====== Record extracts

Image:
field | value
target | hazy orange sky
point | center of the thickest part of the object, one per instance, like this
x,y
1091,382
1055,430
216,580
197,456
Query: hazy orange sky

============

Task to carry out:
Each record above must be transcribed exactly, and none may be skipped.

The completed task:
Image:
field | value
target | hazy orange sky
point | center of the thickest part of the object, one per instance, like this
x,y
1091,382
1055,430
216,580
197,456
Query: hazy orange sky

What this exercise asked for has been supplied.